[Provided passage Boundary: Start]

By Emily Turk
At just 54 years old, Brian Wallace was far from ready to shut the door on his active life. But his constant ankle pain was threatening his ability to function. “I would wake up in the middle of the night in excruciating pain,” Brian says. “It became so debilitating, and it was difficult to walk.”
When multiple trips to the chiropractor and shots of cortisone finally proved useless, Brian asked his uncle, an orthopaedic surgeon in New York, for a referral. “He told me to see Paul Cooper, MD, at MedStar Georgetown University Hospital, and I’m very glad I did,” Brian says. “I thought I would have to have a joint fusion. But then Dr. Cooper told me I could have an ankle joint replacement. I didn’t even know that was available!”
Dr. Cooper, director of the Foot and Ankle Center at MedStar Georgetown, is one of just a handful of orthopaedists in the region who specializes in foot and ankle disorders.
“Often, patients with ankle pain visit a general orthopaedist and are told that joint fusion is their only option,” says Dr. Cooper. “But that’s simply not true. Ankle joint replacement is a very good option for patients with end-stage ankle arthritis—the result of trauma, sports injury or deformity.”

[Provided passage Boundary: End]
[Records provided Boundary: Start]

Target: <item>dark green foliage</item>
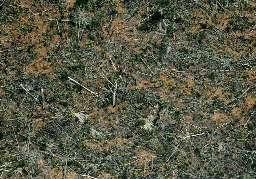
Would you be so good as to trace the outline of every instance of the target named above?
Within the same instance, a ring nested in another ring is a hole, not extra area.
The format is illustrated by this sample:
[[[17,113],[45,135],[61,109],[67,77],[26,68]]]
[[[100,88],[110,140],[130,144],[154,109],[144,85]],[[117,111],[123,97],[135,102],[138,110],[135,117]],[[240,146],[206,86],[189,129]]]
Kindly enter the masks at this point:
[[[152,27],[149,24],[143,24],[139,26],[138,29],[143,32],[150,32],[152,30]]]
[[[219,175],[221,176],[221,177],[224,177],[224,172],[221,172],[219,174]]]
[[[24,168],[22,168],[22,173],[25,175],[27,175],[28,174],[27,171],[27,170],[26,170],[26,169],[25,169]]]
[[[198,148],[198,147],[197,147],[195,149],[195,152],[196,154],[197,155],[199,155],[200,154],[200,149]]]
[[[146,124],[146,120],[143,119],[137,119],[137,121],[136,122],[136,124],[140,126],[143,126]]]
[[[160,54],[163,54],[165,53],[166,50],[166,45],[164,43],[160,44],[160,46],[159,47],[159,53]]]
[[[4,137],[4,134],[3,132],[0,131],[0,140],[1,139]]]
[[[207,23],[200,23],[200,28],[201,29],[204,29],[207,27]]]
[[[153,20],[154,21],[160,20],[161,18],[161,16],[162,16],[162,19],[164,19],[163,15],[161,15],[161,12],[160,11],[158,11],[155,12],[152,15]]]

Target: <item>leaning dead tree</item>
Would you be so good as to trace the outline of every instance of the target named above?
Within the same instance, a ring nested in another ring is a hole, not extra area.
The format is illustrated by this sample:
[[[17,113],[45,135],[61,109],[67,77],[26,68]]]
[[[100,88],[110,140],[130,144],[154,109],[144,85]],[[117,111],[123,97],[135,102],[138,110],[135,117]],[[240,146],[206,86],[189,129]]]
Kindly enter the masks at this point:
[[[92,94],[92,95],[94,97],[95,97],[95,96],[96,97],[98,97],[98,98],[99,98],[101,99],[102,99],[102,100],[103,100],[103,101],[104,101],[106,99],[105,99],[103,98],[101,96],[100,96],[98,94],[98,93],[95,93],[94,92],[93,92],[92,91],[90,90],[89,89],[88,89],[86,87],[84,86],[82,84],[80,84],[80,83],[78,83],[78,82],[75,81],[75,80],[72,79],[69,76],[68,77],[68,79],[69,79],[69,80],[71,80],[71,81],[72,81],[72,82],[73,82],[73,83],[75,83],[77,84],[77,85],[80,86],[82,88],[84,88],[87,91],[91,93],[91,94]]]
[[[103,75],[105,78],[107,79],[108,82],[111,84],[111,85],[112,85],[112,86],[111,87],[110,87],[109,85],[108,85],[108,88],[109,88],[111,93],[113,95],[112,96],[112,99],[113,101],[113,106],[114,107],[115,106],[115,103],[116,99],[116,92],[117,91],[117,81],[119,79],[119,78],[115,79],[115,82],[114,83],[114,84],[113,84],[113,83],[111,83],[111,82],[109,81],[108,79],[108,78],[106,77],[104,74],[103,74],[103,73],[102,73],[102,74]]]
[[[117,71],[117,70],[116,69],[116,67],[115,66],[115,65],[114,64],[114,63],[113,63],[113,61],[112,61],[112,60],[111,59],[111,58],[110,57],[109,57],[109,59],[110,60],[110,61],[111,61],[111,63],[112,63],[112,65],[113,65],[113,66],[114,67],[114,69],[115,69],[115,71],[116,71],[116,72],[118,73],[118,72]],[[126,81],[124,80],[123,79],[123,78],[122,77],[122,75],[124,73],[124,72],[125,71],[125,69],[126,69],[126,66],[125,66],[125,67],[124,68],[124,71],[122,72],[122,73],[119,75],[119,76],[118,76],[118,77],[117,78],[116,77],[116,76],[114,75],[113,76],[115,78],[115,79],[114,80],[114,82],[113,83],[111,82],[110,80],[109,80],[105,76],[105,75],[102,73],[102,75],[104,76],[104,77],[105,77],[105,78],[108,81],[108,82],[111,85],[111,86],[110,87],[110,86],[109,85],[108,86],[108,87],[109,88],[109,89],[110,90],[110,91],[111,92],[111,93],[112,93],[112,99],[113,100],[113,107],[115,107],[115,100],[116,100],[116,93],[117,91],[117,81],[119,80],[119,79],[121,79],[122,81],[123,82],[123,83],[125,83],[126,82]]]
[[[79,46],[80,42],[85,27],[88,25],[89,21],[86,13],[80,9],[78,9],[75,14],[75,23],[76,46]]]

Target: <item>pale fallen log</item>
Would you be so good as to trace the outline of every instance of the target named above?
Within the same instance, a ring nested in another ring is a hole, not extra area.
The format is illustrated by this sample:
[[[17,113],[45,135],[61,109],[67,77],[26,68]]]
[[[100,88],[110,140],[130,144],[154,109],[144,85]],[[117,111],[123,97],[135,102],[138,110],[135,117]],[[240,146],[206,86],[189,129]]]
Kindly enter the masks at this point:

[Records provided Boundary: End]

# Task set
[a] From the ankle replacement article, list every treatment or procedure that it mentions.
[b] Pick up the ankle replacement article after its final sentence and keep writing.
None of this material is needed for the work here.

# Numbered answers
[a]
- Trips to the chiropractor
- Shots of cortisone
- Joint fusion
- Ankle joint replacement

[b]
“We have a generation of healthy, athletic baby boomers whose active lives can cause wear and tear on joints that lead to arthritis,” he says. “Cartilage disappears, leaving bone moving against bone, causing significant pain. For patients like Mr. Wallace—who played basketball and football—joint replacement may be necessary to sustain quality of life,” Dr. Cooper notes.
At MedStar Georgetown, nearly all of Dr. Cooper’s patients receive the STAR™ joint. Dr. Cooper was the first surgeon in the U.S. to implant this revolutionary joint in a patient. The STAR™ implant more closely mimics the three bones that make up the ankle joint. It is a three-piece, mobile-bearing ankle made of metal and polyethylene—older implants consist of just two parts.
“The parts move independently for increased mobility and movement that is closest to the real ankle,” Dr. Cooper adds. “It also wears better and is easier to upgrade.”
Fortunately, Brian was an ideal candidate for the implant. During the 45-minute procedure, Dr. Cooper made a three-inch incision at the ankle, cut bone at the joint and inserted the new ankle joint.
Brian has been a model patient at his physical therapy appointments—and his persistence has paid off. “I’m pain-free for the first time in years—walking my dog and planning to replace my roof,” he says. “Now when I see people suffering from ankle pain, I enthusiastically tell them to go to Dr. Cooper.”